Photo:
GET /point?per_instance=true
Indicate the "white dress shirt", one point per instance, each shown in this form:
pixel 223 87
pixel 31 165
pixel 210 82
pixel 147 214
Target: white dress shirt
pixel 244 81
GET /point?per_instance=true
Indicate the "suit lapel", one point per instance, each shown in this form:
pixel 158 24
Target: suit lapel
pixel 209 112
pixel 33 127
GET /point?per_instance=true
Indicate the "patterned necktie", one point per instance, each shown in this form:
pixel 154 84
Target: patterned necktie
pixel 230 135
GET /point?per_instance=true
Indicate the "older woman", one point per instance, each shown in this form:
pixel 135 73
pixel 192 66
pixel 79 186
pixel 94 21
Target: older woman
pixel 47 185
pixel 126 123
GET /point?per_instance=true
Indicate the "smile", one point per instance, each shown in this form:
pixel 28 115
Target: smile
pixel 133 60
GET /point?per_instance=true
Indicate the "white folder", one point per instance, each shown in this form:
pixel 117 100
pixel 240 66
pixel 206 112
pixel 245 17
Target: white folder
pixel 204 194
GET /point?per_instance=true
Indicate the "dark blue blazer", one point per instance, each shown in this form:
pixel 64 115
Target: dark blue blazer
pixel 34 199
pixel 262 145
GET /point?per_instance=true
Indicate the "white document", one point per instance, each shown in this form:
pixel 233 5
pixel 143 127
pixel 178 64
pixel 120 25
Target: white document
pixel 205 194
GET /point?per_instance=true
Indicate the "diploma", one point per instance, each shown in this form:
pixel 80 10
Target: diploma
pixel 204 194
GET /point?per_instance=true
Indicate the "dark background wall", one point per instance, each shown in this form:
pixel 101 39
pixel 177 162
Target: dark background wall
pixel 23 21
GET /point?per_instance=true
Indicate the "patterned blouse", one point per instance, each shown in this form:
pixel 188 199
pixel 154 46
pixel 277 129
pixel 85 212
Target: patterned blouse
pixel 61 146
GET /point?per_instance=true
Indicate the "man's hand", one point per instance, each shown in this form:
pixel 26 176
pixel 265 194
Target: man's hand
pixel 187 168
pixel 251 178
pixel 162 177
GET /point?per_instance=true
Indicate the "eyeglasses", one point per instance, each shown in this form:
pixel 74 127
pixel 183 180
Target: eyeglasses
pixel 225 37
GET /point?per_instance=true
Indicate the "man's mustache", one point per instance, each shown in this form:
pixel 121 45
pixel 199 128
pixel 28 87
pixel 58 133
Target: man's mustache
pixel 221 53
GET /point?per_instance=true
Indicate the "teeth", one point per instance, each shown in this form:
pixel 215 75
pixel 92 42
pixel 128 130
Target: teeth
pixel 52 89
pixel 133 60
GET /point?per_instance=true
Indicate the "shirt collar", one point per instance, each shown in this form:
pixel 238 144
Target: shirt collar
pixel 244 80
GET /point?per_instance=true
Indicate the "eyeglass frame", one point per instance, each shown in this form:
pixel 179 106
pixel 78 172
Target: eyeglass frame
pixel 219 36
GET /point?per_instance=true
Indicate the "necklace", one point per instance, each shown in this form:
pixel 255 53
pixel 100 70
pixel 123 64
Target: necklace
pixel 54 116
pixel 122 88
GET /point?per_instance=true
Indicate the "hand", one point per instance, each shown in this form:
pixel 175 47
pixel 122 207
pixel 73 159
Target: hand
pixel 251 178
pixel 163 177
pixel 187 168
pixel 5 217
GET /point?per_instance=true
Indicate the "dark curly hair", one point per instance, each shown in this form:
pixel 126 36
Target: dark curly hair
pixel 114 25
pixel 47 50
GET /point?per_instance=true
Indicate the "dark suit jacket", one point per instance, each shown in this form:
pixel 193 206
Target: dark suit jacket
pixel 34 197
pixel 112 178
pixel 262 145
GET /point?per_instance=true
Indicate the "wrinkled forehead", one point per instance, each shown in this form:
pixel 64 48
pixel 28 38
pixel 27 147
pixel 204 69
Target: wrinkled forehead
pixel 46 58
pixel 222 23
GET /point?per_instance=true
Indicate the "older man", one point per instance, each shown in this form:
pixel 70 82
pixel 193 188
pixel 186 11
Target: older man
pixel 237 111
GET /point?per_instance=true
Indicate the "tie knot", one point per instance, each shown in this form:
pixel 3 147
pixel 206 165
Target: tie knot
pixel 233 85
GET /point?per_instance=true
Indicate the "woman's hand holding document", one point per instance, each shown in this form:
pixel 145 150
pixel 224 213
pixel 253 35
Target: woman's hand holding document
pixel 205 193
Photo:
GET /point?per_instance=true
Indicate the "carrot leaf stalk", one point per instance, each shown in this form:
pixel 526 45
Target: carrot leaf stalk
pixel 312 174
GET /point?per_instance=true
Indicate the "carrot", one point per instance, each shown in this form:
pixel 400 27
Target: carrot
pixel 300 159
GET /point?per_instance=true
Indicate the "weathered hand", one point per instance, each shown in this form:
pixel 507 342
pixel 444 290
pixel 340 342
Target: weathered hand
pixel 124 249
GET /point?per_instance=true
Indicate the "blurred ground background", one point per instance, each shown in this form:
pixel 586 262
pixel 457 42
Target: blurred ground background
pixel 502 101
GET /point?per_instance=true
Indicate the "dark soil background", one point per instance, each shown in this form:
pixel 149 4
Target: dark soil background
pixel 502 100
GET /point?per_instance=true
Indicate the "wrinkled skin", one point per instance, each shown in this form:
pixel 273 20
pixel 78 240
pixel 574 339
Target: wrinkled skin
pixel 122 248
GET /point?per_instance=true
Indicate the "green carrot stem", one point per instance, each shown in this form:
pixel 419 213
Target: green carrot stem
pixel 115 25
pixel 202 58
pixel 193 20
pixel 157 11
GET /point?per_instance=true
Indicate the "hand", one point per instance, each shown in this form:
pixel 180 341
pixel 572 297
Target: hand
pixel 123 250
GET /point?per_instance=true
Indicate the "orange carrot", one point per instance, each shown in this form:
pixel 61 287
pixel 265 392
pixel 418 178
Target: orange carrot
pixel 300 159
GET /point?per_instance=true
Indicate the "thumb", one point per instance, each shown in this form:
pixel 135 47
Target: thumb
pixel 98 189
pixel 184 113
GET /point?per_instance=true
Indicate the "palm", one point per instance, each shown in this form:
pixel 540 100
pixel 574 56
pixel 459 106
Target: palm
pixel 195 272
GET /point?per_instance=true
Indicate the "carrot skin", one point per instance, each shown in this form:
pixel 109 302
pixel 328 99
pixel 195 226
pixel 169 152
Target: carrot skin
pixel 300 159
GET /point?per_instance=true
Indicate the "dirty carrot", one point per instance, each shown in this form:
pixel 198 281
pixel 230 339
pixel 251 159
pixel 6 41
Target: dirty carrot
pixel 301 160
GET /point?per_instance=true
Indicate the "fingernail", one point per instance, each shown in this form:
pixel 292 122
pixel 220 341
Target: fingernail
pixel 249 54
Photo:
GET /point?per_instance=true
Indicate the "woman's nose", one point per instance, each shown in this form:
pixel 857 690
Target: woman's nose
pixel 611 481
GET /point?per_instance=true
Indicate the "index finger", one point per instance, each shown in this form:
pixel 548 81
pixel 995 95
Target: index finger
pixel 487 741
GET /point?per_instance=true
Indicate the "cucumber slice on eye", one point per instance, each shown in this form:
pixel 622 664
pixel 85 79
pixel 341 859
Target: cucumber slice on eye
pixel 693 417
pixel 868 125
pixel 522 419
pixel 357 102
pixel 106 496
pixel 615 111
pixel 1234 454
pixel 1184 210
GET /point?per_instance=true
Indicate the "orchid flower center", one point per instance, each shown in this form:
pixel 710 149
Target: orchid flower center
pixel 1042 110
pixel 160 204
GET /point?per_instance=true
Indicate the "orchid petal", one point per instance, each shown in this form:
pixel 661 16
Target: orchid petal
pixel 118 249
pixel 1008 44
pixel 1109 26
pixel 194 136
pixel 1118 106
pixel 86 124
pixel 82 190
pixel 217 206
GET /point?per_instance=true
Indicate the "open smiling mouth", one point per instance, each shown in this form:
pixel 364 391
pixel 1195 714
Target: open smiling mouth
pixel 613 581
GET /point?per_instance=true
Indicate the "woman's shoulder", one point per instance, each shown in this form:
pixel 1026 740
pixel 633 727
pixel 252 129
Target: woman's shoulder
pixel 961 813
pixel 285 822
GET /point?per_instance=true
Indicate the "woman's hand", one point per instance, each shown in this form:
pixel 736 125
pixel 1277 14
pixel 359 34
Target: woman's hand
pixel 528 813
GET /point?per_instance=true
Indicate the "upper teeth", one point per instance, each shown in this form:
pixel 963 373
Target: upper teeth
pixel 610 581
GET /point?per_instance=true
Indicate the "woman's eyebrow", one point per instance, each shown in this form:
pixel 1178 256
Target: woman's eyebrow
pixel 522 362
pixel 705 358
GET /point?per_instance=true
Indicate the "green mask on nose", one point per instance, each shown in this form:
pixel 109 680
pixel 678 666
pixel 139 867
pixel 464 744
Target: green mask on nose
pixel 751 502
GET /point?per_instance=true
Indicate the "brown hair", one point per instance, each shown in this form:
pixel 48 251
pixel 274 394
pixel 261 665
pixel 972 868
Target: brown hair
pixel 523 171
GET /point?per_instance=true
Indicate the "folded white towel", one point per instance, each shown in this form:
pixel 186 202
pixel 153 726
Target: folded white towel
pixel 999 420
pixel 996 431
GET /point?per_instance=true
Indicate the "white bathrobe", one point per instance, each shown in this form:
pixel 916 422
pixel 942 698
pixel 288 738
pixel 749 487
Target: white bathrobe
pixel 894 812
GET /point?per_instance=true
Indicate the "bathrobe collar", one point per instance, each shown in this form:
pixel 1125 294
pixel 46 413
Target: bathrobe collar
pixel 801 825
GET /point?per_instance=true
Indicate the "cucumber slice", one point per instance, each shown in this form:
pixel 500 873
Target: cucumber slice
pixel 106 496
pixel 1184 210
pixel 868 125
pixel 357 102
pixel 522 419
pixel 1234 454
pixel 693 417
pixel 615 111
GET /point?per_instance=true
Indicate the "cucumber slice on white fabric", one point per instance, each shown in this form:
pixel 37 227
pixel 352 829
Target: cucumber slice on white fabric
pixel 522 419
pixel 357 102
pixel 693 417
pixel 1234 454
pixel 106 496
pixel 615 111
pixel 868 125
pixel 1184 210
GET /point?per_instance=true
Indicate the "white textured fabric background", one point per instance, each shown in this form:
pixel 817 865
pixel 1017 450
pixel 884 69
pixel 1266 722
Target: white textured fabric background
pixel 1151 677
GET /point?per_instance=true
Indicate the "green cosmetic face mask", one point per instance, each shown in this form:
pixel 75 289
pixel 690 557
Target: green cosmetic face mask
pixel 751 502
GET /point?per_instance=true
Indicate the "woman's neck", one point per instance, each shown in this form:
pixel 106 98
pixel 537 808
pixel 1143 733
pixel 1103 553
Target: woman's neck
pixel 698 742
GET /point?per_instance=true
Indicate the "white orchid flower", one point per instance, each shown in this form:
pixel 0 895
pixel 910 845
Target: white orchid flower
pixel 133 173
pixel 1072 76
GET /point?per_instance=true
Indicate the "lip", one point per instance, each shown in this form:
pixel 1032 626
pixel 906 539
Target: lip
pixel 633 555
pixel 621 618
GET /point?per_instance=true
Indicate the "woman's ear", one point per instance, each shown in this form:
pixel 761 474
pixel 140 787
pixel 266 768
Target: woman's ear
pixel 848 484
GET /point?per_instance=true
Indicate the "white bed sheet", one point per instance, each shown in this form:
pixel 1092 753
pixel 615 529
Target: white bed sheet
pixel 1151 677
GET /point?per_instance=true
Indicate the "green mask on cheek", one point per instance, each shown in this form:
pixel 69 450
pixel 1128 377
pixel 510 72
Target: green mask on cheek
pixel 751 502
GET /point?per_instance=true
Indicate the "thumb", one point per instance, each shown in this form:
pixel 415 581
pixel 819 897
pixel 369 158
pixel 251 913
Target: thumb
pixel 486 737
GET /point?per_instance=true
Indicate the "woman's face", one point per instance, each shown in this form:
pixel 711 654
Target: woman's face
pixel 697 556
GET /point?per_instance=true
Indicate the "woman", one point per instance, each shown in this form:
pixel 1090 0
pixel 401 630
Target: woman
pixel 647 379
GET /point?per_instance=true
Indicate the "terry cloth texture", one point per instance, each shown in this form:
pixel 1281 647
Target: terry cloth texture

EXERCISE GOAL
Scan the listing above for the line that has "pixel 253 35", then copy exactly from that line through the line that has "pixel 457 42".

RESULT OF THIS EXERCISE
pixel 253 35
Target: woman's hand holding document
pixel 205 193
Photo:
GET /point?per_instance=true
Indicate the "carrot leaf stalk", one point per instance, each shown in this form:
pixel 526 45
Target: carrot leaf stalk
pixel 312 174
GET /point?per_instance=true
Indicate the "carrot", one point per instance, each shown in this form:
pixel 400 27
Target: carrot
pixel 300 159
GET /point?per_instance=true
Indicate the "weathered hand", one point per instance, each shown in this form:
pixel 507 342
pixel 444 290
pixel 340 342
Target: weathered hand
pixel 124 249
GET /point?per_instance=true
Indicate the "blurred ground background", one point per instance, each shown in this form:
pixel 586 262
pixel 457 42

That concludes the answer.